She presses.  "My name is Molly Piper Watts.  What's your name?"  I look over my shoulder, a quick look.  She chooses a chair, yellow and pint-sized of course, and gently pushes it closer to the Legos, takes a few in her hand.  A few moments go by and one of the others, the girl with the red hair, mumbles her name in response without looking up. 

I turn back to what I was doing, the Clearance racks.  Pretty soon, here comes Molly.  I knew she was coming even before she spoke.  She's just that way, My Molly.  Energy abuzz-buzz-buzz all around any time she is near.  "Hey, mom, I made new friends!  Come and meet them, will you?"  She looks pleased with herself and very matter-of-fact.  It is then that my heart starts to hurt a little for her.  I know what's coming. 

It is always like this, shopping with her.  I get involved in what I'm doing and then have to stop because she has a request.  My train of thought is forced to come to a screeching halt and something in my brain tells me to bookmark what I was doing or else I'll forget.  So I do.  Remember, I think.  Leggings to coordinate.  Leggings to coordinate.  Changing tracks, I follow her to the table where she proceeds to tell her new friends MY name.  And her daddy's name.  And that she has a brother and a sister, and did they have brothers and sisters, too? 

"Molly..." I began, but it was no use.  As soon as her name leaves my mouth, the kids all look up at me with a collective, indifferent shrug.

Data entries:
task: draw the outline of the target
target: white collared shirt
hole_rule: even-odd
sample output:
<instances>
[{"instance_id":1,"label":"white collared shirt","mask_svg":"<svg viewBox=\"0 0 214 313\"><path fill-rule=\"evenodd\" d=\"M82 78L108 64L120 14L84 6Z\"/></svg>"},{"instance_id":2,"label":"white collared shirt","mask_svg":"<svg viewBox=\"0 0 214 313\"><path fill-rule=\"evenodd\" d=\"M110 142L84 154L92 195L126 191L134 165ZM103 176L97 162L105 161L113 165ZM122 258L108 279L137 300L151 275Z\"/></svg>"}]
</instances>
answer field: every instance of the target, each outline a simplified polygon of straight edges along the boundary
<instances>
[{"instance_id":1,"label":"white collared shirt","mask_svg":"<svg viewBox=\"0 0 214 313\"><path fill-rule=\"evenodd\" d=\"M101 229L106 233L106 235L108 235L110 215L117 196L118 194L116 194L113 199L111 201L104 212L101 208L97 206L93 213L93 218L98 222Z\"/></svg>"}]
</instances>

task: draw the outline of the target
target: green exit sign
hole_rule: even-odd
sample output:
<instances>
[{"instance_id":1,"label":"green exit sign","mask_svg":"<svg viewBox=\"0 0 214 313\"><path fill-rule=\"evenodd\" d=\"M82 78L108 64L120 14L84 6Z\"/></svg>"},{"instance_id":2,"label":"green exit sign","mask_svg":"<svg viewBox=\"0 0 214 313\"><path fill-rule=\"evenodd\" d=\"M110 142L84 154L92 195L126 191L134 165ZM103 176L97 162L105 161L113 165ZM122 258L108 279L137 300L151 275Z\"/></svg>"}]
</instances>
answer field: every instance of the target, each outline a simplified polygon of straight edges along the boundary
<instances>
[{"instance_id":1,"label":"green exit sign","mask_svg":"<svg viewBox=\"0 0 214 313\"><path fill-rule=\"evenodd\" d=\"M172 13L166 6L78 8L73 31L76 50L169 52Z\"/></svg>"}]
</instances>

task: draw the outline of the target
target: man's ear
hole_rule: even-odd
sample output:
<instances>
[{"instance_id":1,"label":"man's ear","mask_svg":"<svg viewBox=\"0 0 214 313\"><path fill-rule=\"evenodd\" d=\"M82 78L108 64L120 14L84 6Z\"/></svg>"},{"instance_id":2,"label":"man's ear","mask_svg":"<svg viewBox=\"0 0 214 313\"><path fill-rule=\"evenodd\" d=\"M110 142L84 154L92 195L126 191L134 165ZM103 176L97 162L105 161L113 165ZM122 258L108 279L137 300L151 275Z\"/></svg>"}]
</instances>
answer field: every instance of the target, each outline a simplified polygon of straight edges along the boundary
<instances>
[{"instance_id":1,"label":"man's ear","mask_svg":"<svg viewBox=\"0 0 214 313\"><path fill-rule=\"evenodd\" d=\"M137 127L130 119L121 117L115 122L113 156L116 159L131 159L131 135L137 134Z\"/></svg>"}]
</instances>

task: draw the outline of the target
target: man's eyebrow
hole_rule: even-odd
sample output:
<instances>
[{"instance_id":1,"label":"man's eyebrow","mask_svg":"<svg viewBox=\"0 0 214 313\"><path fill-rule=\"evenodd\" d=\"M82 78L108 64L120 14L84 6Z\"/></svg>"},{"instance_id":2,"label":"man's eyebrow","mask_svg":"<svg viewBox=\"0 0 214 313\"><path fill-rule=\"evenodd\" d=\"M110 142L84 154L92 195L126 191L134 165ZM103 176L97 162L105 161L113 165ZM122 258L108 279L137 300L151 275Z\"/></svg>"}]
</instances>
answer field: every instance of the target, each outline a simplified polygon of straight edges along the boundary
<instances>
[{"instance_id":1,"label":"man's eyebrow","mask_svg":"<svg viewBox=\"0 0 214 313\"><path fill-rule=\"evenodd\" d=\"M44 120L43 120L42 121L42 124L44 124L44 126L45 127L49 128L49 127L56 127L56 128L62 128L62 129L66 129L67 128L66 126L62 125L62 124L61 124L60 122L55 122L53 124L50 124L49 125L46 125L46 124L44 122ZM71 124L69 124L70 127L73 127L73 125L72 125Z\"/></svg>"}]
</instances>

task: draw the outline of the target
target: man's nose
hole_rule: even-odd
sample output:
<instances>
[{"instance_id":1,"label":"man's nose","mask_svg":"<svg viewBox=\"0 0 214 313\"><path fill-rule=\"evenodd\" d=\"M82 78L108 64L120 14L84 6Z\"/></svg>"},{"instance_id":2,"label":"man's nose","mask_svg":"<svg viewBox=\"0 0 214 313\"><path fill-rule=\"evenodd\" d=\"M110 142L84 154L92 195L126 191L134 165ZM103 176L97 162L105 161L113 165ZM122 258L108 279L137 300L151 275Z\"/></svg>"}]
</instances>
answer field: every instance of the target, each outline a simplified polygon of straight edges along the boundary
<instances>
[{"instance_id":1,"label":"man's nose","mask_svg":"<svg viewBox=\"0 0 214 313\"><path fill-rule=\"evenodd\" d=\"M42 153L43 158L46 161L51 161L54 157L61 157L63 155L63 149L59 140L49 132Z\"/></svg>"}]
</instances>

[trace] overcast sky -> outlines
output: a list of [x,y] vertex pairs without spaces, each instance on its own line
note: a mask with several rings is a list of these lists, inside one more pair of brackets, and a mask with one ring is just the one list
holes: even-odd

Job:
Copy out the entire passage about Molly meeting children at the play table, word for word.

Exercise result:
She presses.  "My name is Molly Piper Watts.  What's your name?"  I look over my shoulder, a quick look.  She chooses a chair, yellow and pint-sized of course, and gently pushes it closer to the Legos, takes a few in her hand.  A few moments go by and one of the others, the girl with the red hair, mumbles her name in response without looking up. 

I turn back to what I was doing, the Clearance racks.  Pretty soon, here comes Molly.  I knew she was coming even before she spoke.  She's just that way, My Molly.  Energy abuzz-buzz-buzz all around any time she is near.  "Hey, mom, I made new friends!  Come and meet them, will you?"  She looks pleased with herself and very matter-of-fact.  It is then that my heart starts to hurt a little for her.  I know what's coming. 

It is always like this, shopping with her.  I get involved in what I'm doing and then have to stop because she has a request.  My train of thought is forced to come to a screeching halt and something in my brain tells me to bookmark what I was doing or else I'll forget.  So I do.  Remember, I think.  Leggings to coordinate.  Leggings to coordinate.  Changing tracks, I follow her to the table where she proceeds to tell her new friends MY name.  And her daddy's name.  And that she has a brother and a sister, and did they have brothers and sisters, too? 

"Molly..." I began, but it was no use.  As soon as her name leaves my mouth, the kids all look up at me with a collective, indifferent shrug.